#### ARBEITSAUFTRAG
Gib den Abschnitt der Restaurantkritik von „Text: Urs Heller“ bis „auf der Speisekarte.“ erneut wieder und tausche dabei „Brigade“ gegen „Mannschaft“ aus.

#### VORLIEGENDER TEXT
Text: Urs Heller Fotos: Thomas Buchwalder, HO

«In der Kürze liegt die Würze». Corona-Modus auch im «Carlton». Aber das merkt nur der Buchhalter. Der begabte Chef Philipp Heering zaubert auch mit reduzierter Brigade tadellose Gerichte auf den Tisch, Restaurantleiterin Flavia Jung rennt für zwei – und ist bester Laune: «Die Stimmung im Restaurant ist hervorragend. Die Gäste sind richtig happy darüber, dass wir trotz allem geöffnet haben und bestellen freudig auch mal einen exklusiveren Wein.» Dass das Angebot knapp ist, stört angesichts der Qualität keinen: «In der Kürze liegt die Würze», lautet die Ansage auf der Speisekarte.

#### BEREITGESTELLTES MATERIAL
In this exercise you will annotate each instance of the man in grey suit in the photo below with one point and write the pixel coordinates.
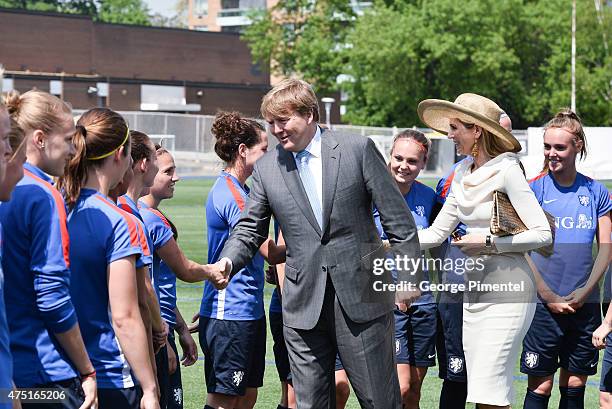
(321, 189)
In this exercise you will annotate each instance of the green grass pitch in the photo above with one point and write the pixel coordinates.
(186, 210)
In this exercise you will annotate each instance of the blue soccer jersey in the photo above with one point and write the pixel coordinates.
(164, 280)
(126, 203)
(100, 233)
(243, 297)
(6, 360)
(421, 200)
(36, 269)
(576, 209)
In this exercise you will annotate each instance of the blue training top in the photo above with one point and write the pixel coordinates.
(577, 210)
(36, 266)
(450, 252)
(421, 200)
(243, 297)
(6, 360)
(164, 280)
(126, 203)
(100, 233)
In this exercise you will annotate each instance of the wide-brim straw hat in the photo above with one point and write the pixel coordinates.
(468, 108)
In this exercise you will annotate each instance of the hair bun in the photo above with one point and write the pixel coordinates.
(12, 100)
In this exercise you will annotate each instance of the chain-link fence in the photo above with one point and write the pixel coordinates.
(190, 137)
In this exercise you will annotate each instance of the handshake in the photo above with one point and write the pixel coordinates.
(219, 273)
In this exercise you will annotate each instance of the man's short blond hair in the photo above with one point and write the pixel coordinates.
(288, 97)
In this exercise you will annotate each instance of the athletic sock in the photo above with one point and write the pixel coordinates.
(571, 398)
(535, 400)
(453, 395)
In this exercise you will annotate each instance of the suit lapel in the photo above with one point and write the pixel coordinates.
(290, 175)
(330, 157)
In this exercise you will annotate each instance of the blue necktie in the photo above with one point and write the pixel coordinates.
(310, 187)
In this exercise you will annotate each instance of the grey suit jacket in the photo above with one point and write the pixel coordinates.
(355, 178)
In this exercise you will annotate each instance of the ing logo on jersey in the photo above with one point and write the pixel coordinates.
(178, 395)
(237, 377)
(584, 200)
(455, 364)
(531, 359)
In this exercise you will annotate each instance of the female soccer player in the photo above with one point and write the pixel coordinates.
(560, 335)
(162, 232)
(232, 321)
(415, 326)
(46, 342)
(104, 248)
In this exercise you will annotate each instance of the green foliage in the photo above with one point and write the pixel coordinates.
(109, 11)
(517, 52)
(303, 38)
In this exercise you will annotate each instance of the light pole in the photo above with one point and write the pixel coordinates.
(328, 103)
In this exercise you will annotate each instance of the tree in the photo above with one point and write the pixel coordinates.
(304, 38)
(124, 12)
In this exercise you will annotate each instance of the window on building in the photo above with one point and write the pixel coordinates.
(8, 84)
(56, 87)
(200, 8)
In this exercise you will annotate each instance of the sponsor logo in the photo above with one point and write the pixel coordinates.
(420, 210)
(455, 364)
(237, 377)
(531, 359)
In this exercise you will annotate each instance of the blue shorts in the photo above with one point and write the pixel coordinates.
(449, 342)
(234, 354)
(127, 398)
(281, 357)
(415, 335)
(561, 341)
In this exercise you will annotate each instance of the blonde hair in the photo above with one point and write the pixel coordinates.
(37, 110)
(289, 96)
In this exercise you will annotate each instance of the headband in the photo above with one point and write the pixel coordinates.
(127, 135)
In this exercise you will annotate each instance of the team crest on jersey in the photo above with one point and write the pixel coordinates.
(455, 364)
(531, 359)
(237, 377)
(584, 200)
(584, 222)
(178, 395)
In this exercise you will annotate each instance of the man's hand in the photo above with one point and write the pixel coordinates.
(189, 347)
(195, 324)
(600, 334)
(577, 297)
(90, 389)
(403, 299)
(271, 277)
(560, 308)
(219, 273)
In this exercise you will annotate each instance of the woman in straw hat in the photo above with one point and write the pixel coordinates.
(500, 289)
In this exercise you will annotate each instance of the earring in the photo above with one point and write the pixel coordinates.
(475, 149)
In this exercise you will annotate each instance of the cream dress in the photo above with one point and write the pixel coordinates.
(494, 322)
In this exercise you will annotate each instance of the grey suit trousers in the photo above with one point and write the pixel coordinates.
(366, 351)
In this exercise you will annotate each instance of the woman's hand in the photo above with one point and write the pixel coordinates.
(600, 334)
(473, 245)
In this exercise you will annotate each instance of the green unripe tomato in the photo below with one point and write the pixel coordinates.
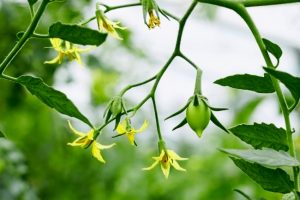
(198, 116)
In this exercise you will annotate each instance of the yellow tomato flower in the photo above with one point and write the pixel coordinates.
(65, 48)
(166, 160)
(153, 19)
(125, 128)
(86, 139)
(107, 26)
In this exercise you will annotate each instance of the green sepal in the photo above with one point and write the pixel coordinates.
(214, 119)
(107, 108)
(32, 2)
(108, 115)
(181, 124)
(180, 110)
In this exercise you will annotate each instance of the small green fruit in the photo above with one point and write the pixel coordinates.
(198, 115)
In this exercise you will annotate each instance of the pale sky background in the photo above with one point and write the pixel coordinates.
(221, 48)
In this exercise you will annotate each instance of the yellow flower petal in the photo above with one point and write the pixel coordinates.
(75, 131)
(121, 128)
(96, 152)
(102, 146)
(143, 127)
(130, 137)
(175, 164)
(165, 170)
(151, 166)
(174, 156)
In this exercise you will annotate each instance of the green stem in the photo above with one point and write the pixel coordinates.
(136, 85)
(247, 3)
(156, 119)
(25, 37)
(189, 61)
(198, 89)
(182, 23)
(281, 99)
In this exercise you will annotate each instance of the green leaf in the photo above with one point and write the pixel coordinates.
(214, 119)
(291, 82)
(179, 111)
(265, 157)
(289, 196)
(244, 113)
(2, 134)
(32, 2)
(51, 97)
(243, 194)
(273, 48)
(76, 34)
(273, 180)
(262, 135)
(248, 82)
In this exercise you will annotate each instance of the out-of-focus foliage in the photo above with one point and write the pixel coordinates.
(36, 163)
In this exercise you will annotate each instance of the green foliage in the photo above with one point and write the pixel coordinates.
(290, 81)
(76, 34)
(1, 134)
(273, 48)
(265, 157)
(39, 133)
(274, 180)
(32, 2)
(51, 97)
(181, 124)
(248, 82)
(215, 120)
(262, 135)
(13, 169)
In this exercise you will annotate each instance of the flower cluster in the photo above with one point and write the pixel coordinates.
(87, 139)
(65, 49)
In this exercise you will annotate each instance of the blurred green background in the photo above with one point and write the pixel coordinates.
(36, 163)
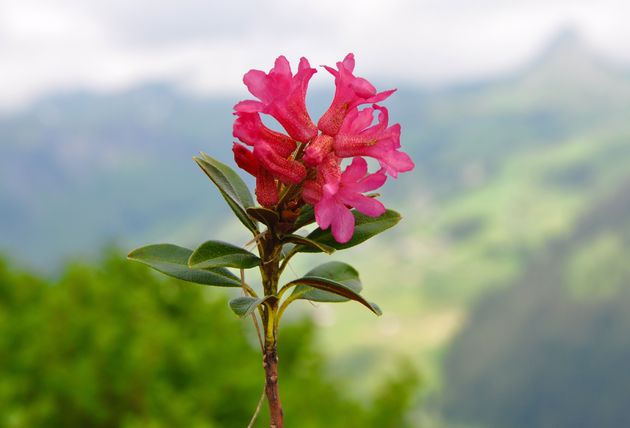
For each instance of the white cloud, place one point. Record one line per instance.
(207, 46)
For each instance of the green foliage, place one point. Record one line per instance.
(213, 254)
(231, 186)
(264, 215)
(334, 287)
(302, 242)
(116, 346)
(365, 228)
(173, 261)
(246, 305)
(340, 272)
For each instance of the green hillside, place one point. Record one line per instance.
(507, 172)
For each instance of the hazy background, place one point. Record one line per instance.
(504, 289)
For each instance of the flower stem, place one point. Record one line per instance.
(270, 363)
(270, 248)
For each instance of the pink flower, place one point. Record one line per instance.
(249, 129)
(266, 189)
(318, 149)
(287, 170)
(350, 92)
(245, 159)
(282, 95)
(333, 195)
(272, 150)
(357, 138)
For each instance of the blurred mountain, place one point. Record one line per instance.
(505, 168)
(560, 357)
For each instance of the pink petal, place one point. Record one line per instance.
(362, 87)
(318, 149)
(348, 62)
(256, 82)
(325, 212)
(286, 170)
(245, 159)
(282, 66)
(394, 162)
(311, 192)
(369, 206)
(355, 171)
(380, 96)
(371, 182)
(343, 224)
(249, 106)
(266, 189)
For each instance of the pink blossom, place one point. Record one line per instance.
(249, 129)
(282, 95)
(272, 150)
(333, 195)
(287, 170)
(350, 92)
(318, 149)
(245, 159)
(357, 138)
(266, 189)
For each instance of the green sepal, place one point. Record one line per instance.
(365, 228)
(245, 305)
(306, 217)
(335, 288)
(212, 254)
(172, 260)
(303, 241)
(339, 272)
(264, 215)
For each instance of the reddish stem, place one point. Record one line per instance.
(270, 363)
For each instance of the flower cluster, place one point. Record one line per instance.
(309, 158)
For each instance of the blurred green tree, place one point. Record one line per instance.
(116, 346)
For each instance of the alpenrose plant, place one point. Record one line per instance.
(313, 173)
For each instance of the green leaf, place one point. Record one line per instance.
(245, 305)
(340, 272)
(232, 188)
(335, 288)
(302, 241)
(173, 261)
(213, 254)
(306, 217)
(265, 216)
(365, 227)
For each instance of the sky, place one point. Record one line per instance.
(205, 46)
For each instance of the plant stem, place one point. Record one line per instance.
(270, 248)
(270, 363)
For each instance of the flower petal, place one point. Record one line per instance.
(343, 224)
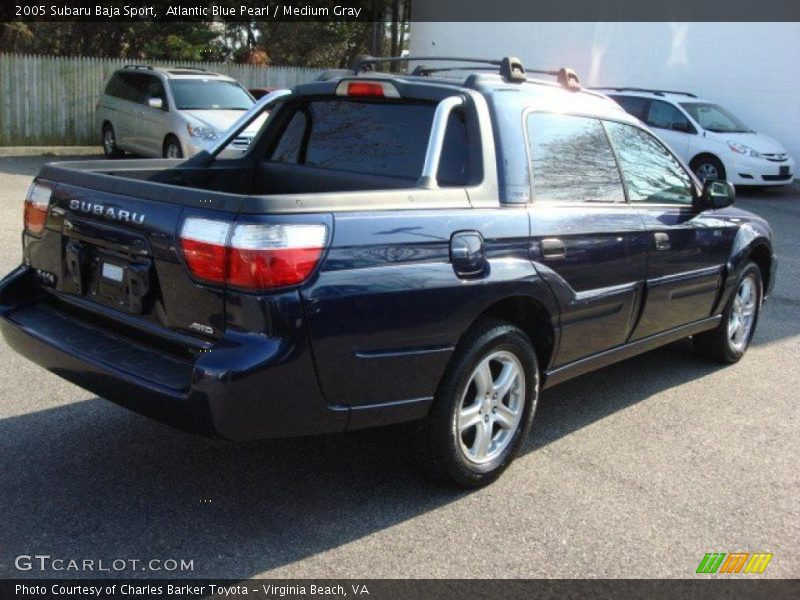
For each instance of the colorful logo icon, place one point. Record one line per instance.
(735, 562)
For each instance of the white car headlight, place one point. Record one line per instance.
(740, 148)
(201, 131)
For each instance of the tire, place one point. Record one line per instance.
(728, 342)
(172, 148)
(109, 140)
(708, 167)
(475, 455)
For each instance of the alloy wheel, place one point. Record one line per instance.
(491, 407)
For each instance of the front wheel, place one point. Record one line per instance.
(483, 408)
(728, 342)
(708, 168)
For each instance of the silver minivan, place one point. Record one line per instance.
(171, 112)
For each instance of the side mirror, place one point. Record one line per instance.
(716, 194)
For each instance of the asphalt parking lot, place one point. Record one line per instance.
(634, 471)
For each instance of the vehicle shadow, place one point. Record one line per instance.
(92, 480)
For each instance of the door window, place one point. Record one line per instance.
(155, 89)
(572, 160)
(665, 116)
(651, 173)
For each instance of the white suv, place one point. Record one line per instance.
(171, 112)
(711, 140)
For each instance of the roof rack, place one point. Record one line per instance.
(184, 68)
(509, 67)
(646, 91)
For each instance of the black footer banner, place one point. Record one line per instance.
(389, 589)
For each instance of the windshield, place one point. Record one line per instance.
(208, 94)
(715, 118)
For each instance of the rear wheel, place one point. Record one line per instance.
(172, 147)
(728, 342)
(110, 148)
(708, 168)
(483, 408)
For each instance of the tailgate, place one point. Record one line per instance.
(120, 255)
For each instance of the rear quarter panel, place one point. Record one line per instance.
(387, 309)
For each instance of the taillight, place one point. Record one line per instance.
(257, 256)
(204, 244)
(367, 89)
(37, 203)
(268, 256)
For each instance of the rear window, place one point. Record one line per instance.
(375, 138)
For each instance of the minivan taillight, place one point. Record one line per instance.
(252, 256)
(37, 203)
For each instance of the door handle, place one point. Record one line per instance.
(553, 248)
(467, 254)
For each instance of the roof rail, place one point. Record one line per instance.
(509, 67)
(185, 68)
(645, 90)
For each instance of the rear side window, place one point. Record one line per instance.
(665, 116)
(651, 172)
(128, 86)
(572, 160)
(375, 138)
(634, 105)
(116, 87)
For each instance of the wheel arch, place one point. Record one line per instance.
(750, 245)
(707, 154)
(531, 316)
(761, 254)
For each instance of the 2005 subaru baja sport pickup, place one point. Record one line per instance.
(390, 248)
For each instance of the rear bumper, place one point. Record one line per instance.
(246, 386)
(761, 172)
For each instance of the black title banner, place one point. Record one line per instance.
(380, 10)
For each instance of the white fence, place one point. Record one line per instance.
(50, 100)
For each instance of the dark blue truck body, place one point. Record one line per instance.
(406, 272)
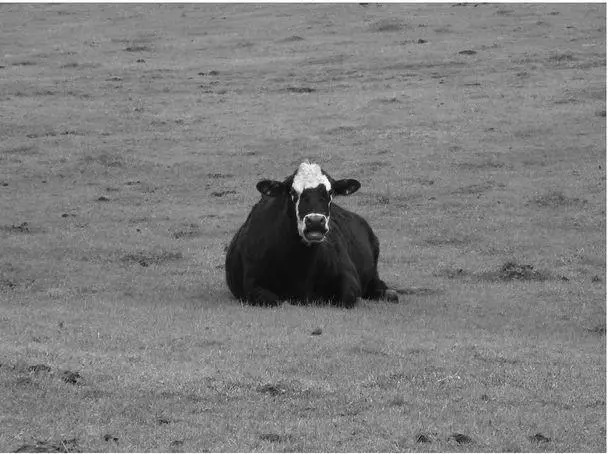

#### LÖSUNG
Text: Urs Heller Fotos: Thomas Buchwalder, HO

«In der Kürze liegt die Würze». Corona-Modus auch im «Carlton». Aber das merkt nur der Buchhalter. Der begabte Chef Philipp Heering zaubert auch mit reduzierter Mannschaft tadellose Gerichte auf den Tisch, Restaurantleiterin Flavia Jung rennt für zwei – und ist bester Laune: «Die Stimmung im Restaurant ist hervorragend. Die Gäste sind richtig happy darüber, dass wir trotz allem geöffnet haben und bestellen freudig auch mal einen exklusiveren Wein.» Dass das Angebot knapp ist, stört angesichts der Qualität keinen: «In der Kürze liegt die Würze», lautet die Ansage auf der Speisekarte.